** Extracted records follows **
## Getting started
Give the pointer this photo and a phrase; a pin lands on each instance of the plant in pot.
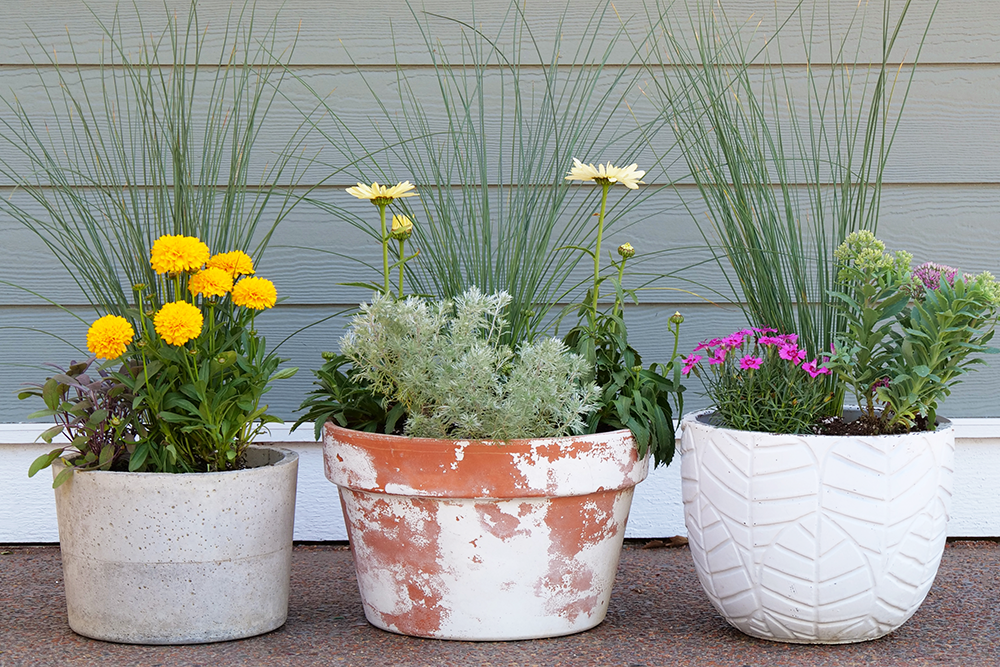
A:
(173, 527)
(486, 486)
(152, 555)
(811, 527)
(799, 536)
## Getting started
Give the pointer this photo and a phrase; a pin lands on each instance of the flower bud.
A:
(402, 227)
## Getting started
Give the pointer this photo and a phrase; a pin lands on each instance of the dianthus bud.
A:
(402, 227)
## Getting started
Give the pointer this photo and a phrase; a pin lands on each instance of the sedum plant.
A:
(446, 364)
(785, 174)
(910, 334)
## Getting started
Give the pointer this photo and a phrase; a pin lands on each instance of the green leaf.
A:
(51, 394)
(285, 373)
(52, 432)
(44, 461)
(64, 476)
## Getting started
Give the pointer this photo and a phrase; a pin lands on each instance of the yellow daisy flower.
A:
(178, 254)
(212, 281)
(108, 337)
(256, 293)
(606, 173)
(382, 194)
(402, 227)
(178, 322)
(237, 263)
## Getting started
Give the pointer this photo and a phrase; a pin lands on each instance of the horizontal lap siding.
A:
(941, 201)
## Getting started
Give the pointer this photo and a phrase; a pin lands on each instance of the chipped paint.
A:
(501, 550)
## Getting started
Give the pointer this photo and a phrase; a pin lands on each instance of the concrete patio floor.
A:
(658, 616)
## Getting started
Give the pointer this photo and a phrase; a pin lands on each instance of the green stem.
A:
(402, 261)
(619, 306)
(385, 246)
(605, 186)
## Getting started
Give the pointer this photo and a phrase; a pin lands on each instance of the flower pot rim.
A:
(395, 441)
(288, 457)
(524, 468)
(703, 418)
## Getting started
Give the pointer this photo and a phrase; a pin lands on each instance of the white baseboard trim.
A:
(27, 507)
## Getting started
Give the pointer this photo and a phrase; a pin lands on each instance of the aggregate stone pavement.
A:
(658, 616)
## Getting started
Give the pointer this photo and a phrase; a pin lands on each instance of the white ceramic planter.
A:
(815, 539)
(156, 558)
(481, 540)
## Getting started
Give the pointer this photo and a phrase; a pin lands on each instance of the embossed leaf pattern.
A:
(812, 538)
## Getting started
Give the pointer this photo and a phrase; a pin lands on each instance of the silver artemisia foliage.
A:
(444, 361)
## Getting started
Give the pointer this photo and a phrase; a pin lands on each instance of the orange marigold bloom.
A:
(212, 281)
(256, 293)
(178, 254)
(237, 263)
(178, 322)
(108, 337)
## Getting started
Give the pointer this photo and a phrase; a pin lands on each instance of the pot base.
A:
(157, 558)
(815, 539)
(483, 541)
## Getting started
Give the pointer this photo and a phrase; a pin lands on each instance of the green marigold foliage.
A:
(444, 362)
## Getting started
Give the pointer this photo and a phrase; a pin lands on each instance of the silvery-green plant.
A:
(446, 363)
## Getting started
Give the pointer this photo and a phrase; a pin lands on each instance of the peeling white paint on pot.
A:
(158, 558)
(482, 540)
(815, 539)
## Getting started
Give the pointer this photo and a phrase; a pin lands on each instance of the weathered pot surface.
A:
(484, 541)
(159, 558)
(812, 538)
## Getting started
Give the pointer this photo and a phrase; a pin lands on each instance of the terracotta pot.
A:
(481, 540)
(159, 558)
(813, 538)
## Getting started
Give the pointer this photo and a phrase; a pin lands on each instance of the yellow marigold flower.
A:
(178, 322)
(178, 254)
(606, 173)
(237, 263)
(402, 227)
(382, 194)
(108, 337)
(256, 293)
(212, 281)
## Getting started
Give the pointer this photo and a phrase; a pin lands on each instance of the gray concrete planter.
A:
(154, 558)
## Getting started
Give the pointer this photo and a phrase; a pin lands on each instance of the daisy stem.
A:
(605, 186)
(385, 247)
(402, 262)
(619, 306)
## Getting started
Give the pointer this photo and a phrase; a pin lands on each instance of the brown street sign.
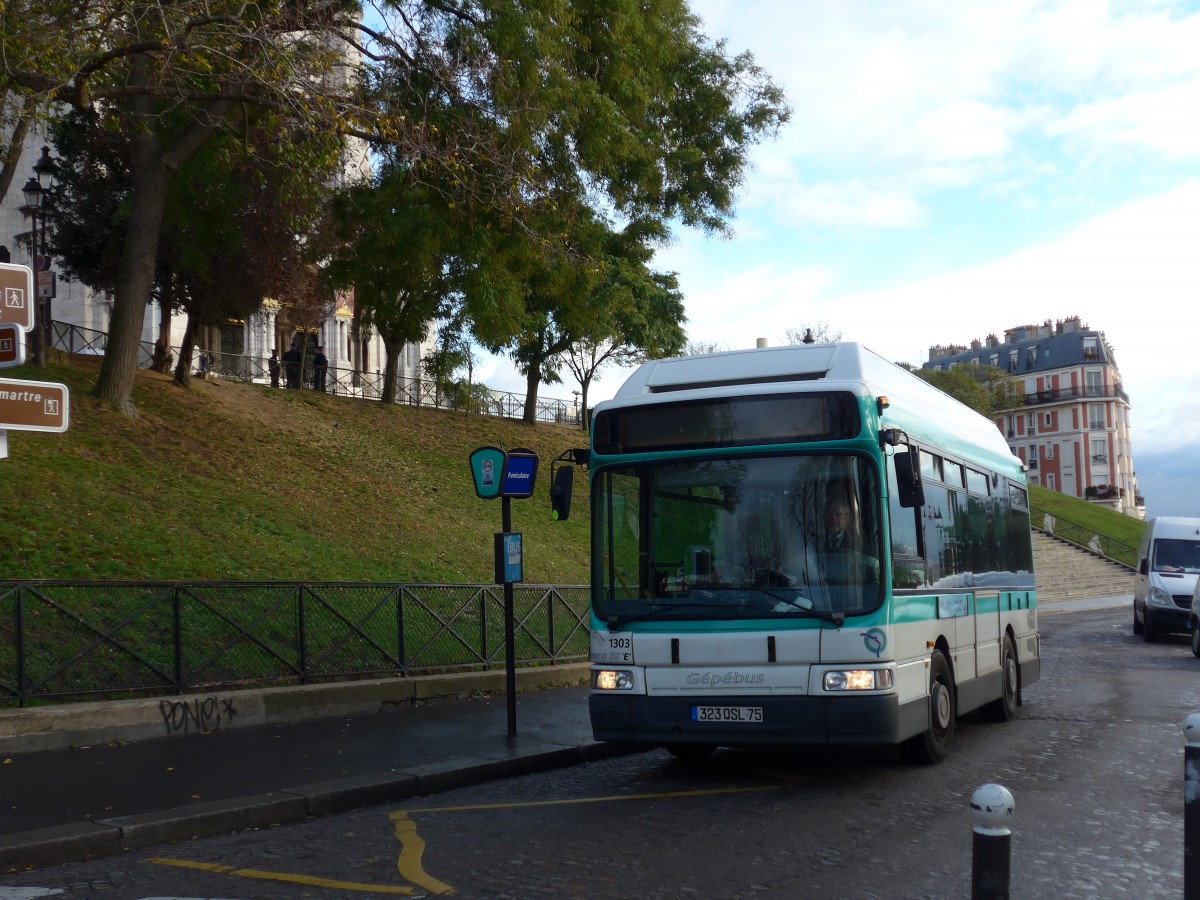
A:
** End of Extracted records **
Exercise brief
Word for word, return the entries above, but without any pictures.

Result of this exercise
## Getting started
Give the pointer this photo and a phrase; a pin lands on each instance of the plant in pot.
A:
(173, 527)
(486, 486)
(152, 555)
(811, 527)
(799, 536)
## Getting started
Give the pointer this photo and a phrase; a pin lands on each instance of the flower bud.
A:
(402, 227)
## Getting started
Give the pointer this photo and a phrase; a pin lands on each instance of the dianthus bud.
A:
(402, 227)
## Getting started
Give the pointer this photo and a phrase; a pin lands on each instance of the sedum plant.
A:
(446, 364)
(785, 174)
(910, 334)
## Getting started
Give the pointer this photo and a phrase; a pin lands on each instance of the green leaf.
A:
(51, 394)
(285, 373)
(52, 432)
(44, 461)
(64, 476)
## Getting started
Give the pointer this photo and a phrase; a pin lands on each instance of the yellow daisy flower.
A:
(178, 254)
(212, 281)
(108, 337)
(256, 293)
(606, 173)
(382, 194)
(402, 227)
(178, 322)
(237, 263)
## Getting started
Give the pointer this photo and a phrase; a pin lands on each instance of the horizontal lap siding.
A:
(941, 201)
## Getting started
Give the pointer this photo and a phrase; a pin lands on each instance of the chipped paint.
A:
(501, 550)
## Getting started
Give the pointer this photo and a phrase; a pin lands on each instance of the concrete patio floor.
A:
(658, 616)
## Getting started
Give the pointer this photo and a phrase; a pin lands on each instance of the green stem.
A:
(402, 261)
(619, 306)
(385, 246)
(605, 186)
## Getting started
Give the pointer this photo and a phrase; a pin lands on each instance of the flower pot rim.
A:
(395, 441)
(288, 457)
(524, 468)
(703, 418)
## Getting started
Give the pointer this photo and a phrase; a pin lands on each instance of the white baseboard trim.
A:
(27, 507)
## Getting started
Give the pointer this photo and a phrase; a pin lands on each instance of the aggregate stone pavement.
A:
(658, 616)
## Getting started
Give the pointer this photo and a phrase; a pin lands on each instance of the white ceramic planter.
A:
(815, 539)
(156, 558)
(481, 540)
## Getting started
Give the pointer this photo and a phrase; a pin lands on each instance of the embossed leaf pattern.
A:
(812, 538)
## Getting started
Give the pointer this photo and a phrase; a pin lands on each instance of the silver artemisia foliage.
A:
(444, 361)
## Getting started
Give the pointer this photo and a phrase; a pin lands on each instance of the orange marigold bloom.
A:
(212, 281)
(256, 293)
(178, 254)
(237, 263)
(178, 322)
(108, 337)
## Getting started
Give the pointer this photo and a phrase; a pin lands on each instance of the pot base.
A:
(157, 558)
(815, 539)
(483, 541)
## Getting started
Give the pointer this photo and a phrase; a pin lands on each instance of the green marigold foliage.
A:
(444, 362)
## Getting started
Give the pointer this photo and a phrase; a pin lands on each instance of the silvery-green plant.
A:
(446, 363)
## Getting started
Give the pointer this photo and a phrase; a pin lands on each instance of the peeling white paint on pot.
A:
(158, 558)
(482, 540)
(815, 539)
## Getting started
Give the pointer this photo and a phrase; a pin lands on each instance of the weathered pot surface.
A:
(484, 541)
(159, 558)
(812, 538)
## Getting started
Give the pointer this photo and a phrase; a pin lands on each instance of the terracotta pot.
A:
(481, 540)
(159, 558)
(813, 538)
## Getting started
Give the pointer this photo and a phrase; a pin lands on each instance of the yellow marigold flower.
A:
(178, 322)
(178, 254)
(606, 173)
(237, 263)
(402, 227)
(382, 194)
(108, 337)
(256, 293)
(212, 281)
## Getting started
Give the pointer this photo and a phrase; a pin lands on each instance of the gray concrete planter.
A:
(154, 558)
## Getting started
Give the pointer this photo and a phrase; a pin lands on each instance of the daisy stem.
A:
(605, 186)
(385, 247)
(402, 262)
(619, 306)
## Getting started
Give the pointer this photo and a phrase; a pin lands on each instance of the brown street sign.
A:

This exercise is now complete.